How to complete this task >>
Each line in the entries below that holds the string "Need" is to be listed.

Exercise data >>
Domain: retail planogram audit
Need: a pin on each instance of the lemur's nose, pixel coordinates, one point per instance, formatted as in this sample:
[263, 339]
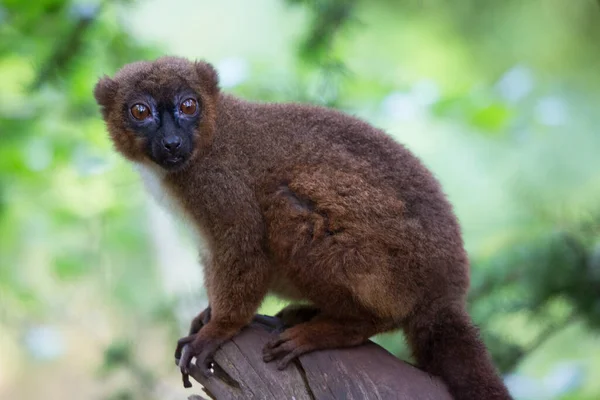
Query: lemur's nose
[171, 142]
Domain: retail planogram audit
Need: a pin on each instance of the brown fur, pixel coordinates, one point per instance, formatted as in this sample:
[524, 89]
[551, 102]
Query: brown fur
[316, 205]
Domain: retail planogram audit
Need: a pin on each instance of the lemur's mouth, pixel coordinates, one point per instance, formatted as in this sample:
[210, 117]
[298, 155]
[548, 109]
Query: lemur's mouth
[174, 160]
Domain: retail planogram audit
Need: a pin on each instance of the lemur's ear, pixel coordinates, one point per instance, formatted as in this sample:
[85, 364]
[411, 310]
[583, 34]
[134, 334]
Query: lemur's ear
[208, 76]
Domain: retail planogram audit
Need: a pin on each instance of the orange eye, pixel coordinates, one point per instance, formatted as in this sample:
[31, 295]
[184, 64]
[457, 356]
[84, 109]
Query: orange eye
[140, 111]
[188, 106]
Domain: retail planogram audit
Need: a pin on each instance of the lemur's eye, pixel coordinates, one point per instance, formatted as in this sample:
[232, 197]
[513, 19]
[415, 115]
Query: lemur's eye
[140, 111]
[188, 106]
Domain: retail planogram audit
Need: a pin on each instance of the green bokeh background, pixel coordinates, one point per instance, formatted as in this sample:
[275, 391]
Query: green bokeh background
[499, 99]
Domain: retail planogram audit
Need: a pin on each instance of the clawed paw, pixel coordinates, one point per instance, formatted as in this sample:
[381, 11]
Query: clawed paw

Result of this task >>
Need: a pin on each instance of the lemur's nose, pixel coordinates, one point per instance, formatted as in this sample:
Need: a pin on each instance of the brown fur, pixel coordinates, one point per instance, formatted as in this sample:
Need: a pin on each instance of the lemur's mouth, pixel coordinates, one point per instance, formatted as in this sample:
Need: a pin on each instance of the lemur's ear, pixel coordinates, one point per instance, formatted as in this sample:
Need: a pin on each instance of the orange eye, pixel coordinates, one point per instance, formatted as in this sample:
Need: a pin on each instance of the lemur's eye, pixel coordinates, one point per instance, formatted as in this sample:
Need: a pin on each instance of the green bokeh background, pixel coordinates, one point per instance, formatted as in this sample:
Need: a pin on each instance of the clawed paw, pixel coordinates, one point per instance, formatted as in this sample:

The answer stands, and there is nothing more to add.